Print the entries below in their entirety, exactly as they are written.

(Beginning of Task inputs)

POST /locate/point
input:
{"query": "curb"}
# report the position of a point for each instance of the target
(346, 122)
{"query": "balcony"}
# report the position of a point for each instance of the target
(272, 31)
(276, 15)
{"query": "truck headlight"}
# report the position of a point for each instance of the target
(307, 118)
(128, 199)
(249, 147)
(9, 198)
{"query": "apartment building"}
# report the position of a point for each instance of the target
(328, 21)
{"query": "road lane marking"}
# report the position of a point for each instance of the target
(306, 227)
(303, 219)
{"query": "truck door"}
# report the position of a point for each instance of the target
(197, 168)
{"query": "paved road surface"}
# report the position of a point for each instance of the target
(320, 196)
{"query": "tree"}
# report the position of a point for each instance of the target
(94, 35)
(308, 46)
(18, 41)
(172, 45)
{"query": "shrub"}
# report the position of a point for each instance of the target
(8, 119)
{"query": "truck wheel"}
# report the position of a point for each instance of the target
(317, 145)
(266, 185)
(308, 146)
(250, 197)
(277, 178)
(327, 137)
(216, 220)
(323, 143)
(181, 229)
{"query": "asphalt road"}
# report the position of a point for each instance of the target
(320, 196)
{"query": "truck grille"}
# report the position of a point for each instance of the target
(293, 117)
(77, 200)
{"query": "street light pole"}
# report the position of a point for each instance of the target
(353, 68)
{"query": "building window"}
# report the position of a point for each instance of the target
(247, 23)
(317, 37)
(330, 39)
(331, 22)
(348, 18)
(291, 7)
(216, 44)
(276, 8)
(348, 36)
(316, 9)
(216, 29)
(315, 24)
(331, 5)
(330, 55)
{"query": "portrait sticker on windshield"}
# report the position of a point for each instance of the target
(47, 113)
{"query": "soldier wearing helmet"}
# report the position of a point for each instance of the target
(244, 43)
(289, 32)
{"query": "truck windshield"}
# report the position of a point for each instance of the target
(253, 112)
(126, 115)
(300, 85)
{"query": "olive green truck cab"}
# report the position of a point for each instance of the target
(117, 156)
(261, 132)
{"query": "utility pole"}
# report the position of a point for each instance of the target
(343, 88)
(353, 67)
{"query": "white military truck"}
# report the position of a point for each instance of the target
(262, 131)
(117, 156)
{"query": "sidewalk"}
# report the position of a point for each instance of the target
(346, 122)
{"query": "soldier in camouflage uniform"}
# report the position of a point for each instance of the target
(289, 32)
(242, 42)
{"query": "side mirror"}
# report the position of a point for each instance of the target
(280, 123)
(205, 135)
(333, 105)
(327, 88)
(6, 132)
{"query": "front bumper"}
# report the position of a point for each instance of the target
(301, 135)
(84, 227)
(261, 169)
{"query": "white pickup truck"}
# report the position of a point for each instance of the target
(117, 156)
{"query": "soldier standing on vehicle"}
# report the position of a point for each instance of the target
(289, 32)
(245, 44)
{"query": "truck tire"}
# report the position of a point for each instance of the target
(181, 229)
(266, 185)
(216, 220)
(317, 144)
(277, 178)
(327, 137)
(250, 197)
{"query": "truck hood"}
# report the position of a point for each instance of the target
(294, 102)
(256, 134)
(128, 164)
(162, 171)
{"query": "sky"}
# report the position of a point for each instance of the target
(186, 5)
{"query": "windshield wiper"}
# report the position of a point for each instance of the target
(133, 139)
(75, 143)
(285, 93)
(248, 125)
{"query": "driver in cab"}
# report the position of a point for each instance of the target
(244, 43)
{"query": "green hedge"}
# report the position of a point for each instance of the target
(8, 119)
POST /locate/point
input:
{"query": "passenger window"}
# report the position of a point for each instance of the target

(End of Task inputs)

Response for this exercise:
POST /locate/point
input:
{"query": "curb"}
# report the position of a point for each instance of the target
(346, 122)
{"query": "balcony"}
# report the position of a point for each instance of the target
(272, 31)
(276, 15)
{"query": "truck headlight"}
# report the position of a point for each instance of the target
(307, 118)
(128, 199)
(249, 147)
(9, 198)
{"query": "apartment building"}
# report the position of a point for each instance of the target
(328, 21)
{"query": "road lane marking"}
# report the position of a point for each instance of the target
(306, 227)
(303, 219)
{"query": "truck door"}
# report the position of a point for each instance of the target
(197, 168)
{"query": "paved road surface"}
# report the position of a point for each instance of the target
(320, 196)
{"query": "tree"}
# report the position of a point for each instance of the target
(94, 35)
(308, 46)
(18, 41)
(172, 45)
{"query": "shrub"}
# report the position of a point for each instance of the target
(8, 119)
{"query": "truck wheel"}
# report the position of a point for each instance of the target
(317, 145)
(266, 185)
(308, 146)
(250, 197)
(277, 178)
(327, 137)
(216, 220)
(323, 143)
(181, 229)
{"query": "asphalt road"}
# report the position of a point for each instance of the target
(320, 196)
{"query": "truck grille"}
# report the position of a point for each instance of the target
(293, 117)
(77, 200)
{"query": "street light pole"}
# report the position of a point for each instance of the target
(353, 68)
{"query": "building window"}
# report the position of a point for each instance of the target
(247, 23)
(317, 37)
(330, 39)
(331, 22)
(348, 18)
(291, 7)
(216, 44)
(276, 8)
(348, 36)
(316, 9)
(216, 29)
(315, 24)
(331, 5)
(330, 55)
{"query": "portrait sticker on windshield"}
# report the position of a point for each instance of the target
(47, 113)
{"query": "soldier wearing helmet"}
# report the position of a point for each instance of the target
(244, 43)
(289, 32)
{"query": "truck windshield"}
# report the position of a point for each instance of the target
(253, 112)
(126, 115)
(300, 85)
{"query": "olive green truck cab"}
# report the position of a point for each instance of the target
(117, 156)
(261, 132)
{"query": "utility pole"}
# report the position of a point for each instance of the target
(343, 88)
(353, 67)
{"query": "white military truck"}
# report the position of a point for each instance of the target
(262, 131)
(117, 156)
{"query": "sidewalk"}
# report the position of a point for each instance of the target
(346, 122)
{"query": "soldier in camouflage uniform"}
# report the position of a point for each instance of the target
(289, 32)
(242, 42)
{"query": "side mirror"}
# report the position of a point for each instance of the target
(280, 123)
(205, 135)
(333, 105)
(327, 88)
(6, 132)
{"query": "front bumper"}
# report the position of a point for each instance of the target
(301, 135)
(84, 227)
(261, 169)
{"query": "white pickup truck"}
# report the position of a point for each instance of the target
(117, 156)
{"query": "soldier standing on vehicle"}
# report the position of a point for each instance of the target
(289, 32)
(245, 44)
{"query": "truck tire"}
# report the position of a point for each instance of the target
(181, 229)
(266, 185)
(216, 220)
(317, 144)
(277, 178)
(327, 137)
(250, 197)
{"query": "truck hood"}
# report the position of a point for each instance of the target
(294, 102)
(256, 134)
(128, 164)
(162, 171)
{"query": "sky"}
# report the position of a point for each instance of the target
(186, 5)
{"query": "windshield wiper"}
# report the position of a point for each instance of the target
(133, 139)
(75, 143)
(285, 93)
(248, 125)
{"query": "driver in cab"}
# report the position of a point for each instance of the target
(244, 43)
{"query": "green hedge"}
# report the position of a point for each instance of the target
(8, 119)
POST /locate/point
input:
{"query": "passenger window"}
# report the position of a point for each instance of the target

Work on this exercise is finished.